Wenger shared this with Lycett, who seems joyful that the threatened 20th-century Birmingham Pineys were allowed to make 21st-century ones.
“Maybe there’s some sort of Birmingham spirit that joins us all,” he says in the show. “I’d like to find out what that is.”
After hearing about the Jersey Devil, the mythical Piney creature with wings and a dragon’s head, Lycett looks up from his burger at the White Dotte Dairy Bar & Grill in nearby Southampton Township and ad-libs, “Oh, just like Simon Cowell.”
To get in better touch with American culture, Lycett visits Big Igloo Armory to peruse guns in Pemberton, the township in which Birmingham sits.
“I’ve never been in a gun shop before,” Lycett tells an employee.
“I’m sorry to hear that,” the employee says.
After choosing an “entry-level handgun with colors” (blue and white), Lycett accompanies the gun guys to a shooting range.
“Do I look like James Bond?” he asks. Firing the weapon and, surprisingly, hitting a target with consistency, Lycett says: “I’m a cold-blooded killer. It worries me how much I loved it.”
* * * * * * *
- **ASSIGNMENT**: Reproduce the passage above about Lycett's visit, everything from "To get in better" down to "a shooting range.".

[Source records]
* * * * * * *
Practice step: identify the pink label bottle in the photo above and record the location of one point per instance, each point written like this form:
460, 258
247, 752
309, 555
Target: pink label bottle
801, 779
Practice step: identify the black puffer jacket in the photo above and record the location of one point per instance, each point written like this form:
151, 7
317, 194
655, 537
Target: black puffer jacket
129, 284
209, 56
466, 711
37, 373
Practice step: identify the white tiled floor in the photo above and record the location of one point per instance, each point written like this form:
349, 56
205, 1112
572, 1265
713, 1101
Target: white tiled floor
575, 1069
* * * * * * *
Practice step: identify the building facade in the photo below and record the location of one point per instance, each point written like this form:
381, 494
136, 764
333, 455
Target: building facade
* * * * * * *
- **ANSWER BELOW**:
To get in better touch with American culture, Lycett visits Big Igloo Armory to peruse guns in Pemberton, the township in which Birmingham sits.
“I’ve never been in a gun shop before,” Lycett tells an employee.
“I’m sorry to hear that,” the employee says.
After choosing an “entry-level handgun with colors” (blue and white), Lycett accompanies the gun guys to a shooting range.